#### Set problem
Reproduce word for word the stretch of items that starts at the line containing "Reviewer note: confirm that each instance of the blurred green" and ends at the line containing "[(451, 61)]", including both of those lines.

#### Data to use
-- begin --
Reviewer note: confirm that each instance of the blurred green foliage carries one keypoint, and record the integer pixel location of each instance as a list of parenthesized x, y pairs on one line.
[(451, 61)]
-- end --
-- begin --
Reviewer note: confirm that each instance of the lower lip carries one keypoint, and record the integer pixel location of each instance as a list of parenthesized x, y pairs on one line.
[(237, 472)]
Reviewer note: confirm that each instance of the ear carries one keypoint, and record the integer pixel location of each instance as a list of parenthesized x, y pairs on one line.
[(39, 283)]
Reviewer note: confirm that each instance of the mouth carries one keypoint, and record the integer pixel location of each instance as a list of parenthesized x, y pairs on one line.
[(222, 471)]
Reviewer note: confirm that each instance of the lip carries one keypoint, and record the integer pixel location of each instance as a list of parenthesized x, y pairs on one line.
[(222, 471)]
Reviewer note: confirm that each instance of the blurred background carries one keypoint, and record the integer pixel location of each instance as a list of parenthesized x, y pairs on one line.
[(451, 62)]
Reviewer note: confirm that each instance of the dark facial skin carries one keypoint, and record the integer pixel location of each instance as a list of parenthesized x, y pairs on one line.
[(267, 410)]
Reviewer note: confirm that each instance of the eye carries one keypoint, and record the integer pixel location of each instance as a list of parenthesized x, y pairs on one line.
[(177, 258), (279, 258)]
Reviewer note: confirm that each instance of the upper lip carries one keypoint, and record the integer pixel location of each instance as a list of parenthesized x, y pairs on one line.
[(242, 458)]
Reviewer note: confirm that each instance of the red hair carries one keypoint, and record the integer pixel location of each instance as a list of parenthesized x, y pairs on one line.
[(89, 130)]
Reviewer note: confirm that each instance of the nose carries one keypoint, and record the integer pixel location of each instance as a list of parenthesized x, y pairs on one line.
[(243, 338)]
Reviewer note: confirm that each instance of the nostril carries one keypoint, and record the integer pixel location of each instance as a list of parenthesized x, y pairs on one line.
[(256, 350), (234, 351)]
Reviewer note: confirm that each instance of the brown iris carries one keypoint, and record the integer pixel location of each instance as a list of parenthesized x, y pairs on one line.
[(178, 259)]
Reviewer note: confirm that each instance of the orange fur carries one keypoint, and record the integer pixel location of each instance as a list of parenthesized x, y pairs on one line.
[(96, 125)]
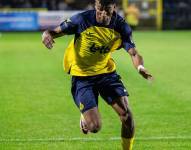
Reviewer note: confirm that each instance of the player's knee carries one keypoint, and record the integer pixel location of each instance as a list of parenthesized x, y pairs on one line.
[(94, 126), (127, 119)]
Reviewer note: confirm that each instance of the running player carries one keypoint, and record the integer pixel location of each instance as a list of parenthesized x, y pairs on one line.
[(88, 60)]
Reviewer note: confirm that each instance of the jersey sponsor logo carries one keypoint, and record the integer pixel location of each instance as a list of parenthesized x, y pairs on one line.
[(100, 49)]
-- end --
#### Final result
Reviewer note: confirm that each instance of the blurred green foliage carries one keypoint, and record the integer pixel location of each instance as a list of parenthesized x, y pairs on one line.
[(451, 61)]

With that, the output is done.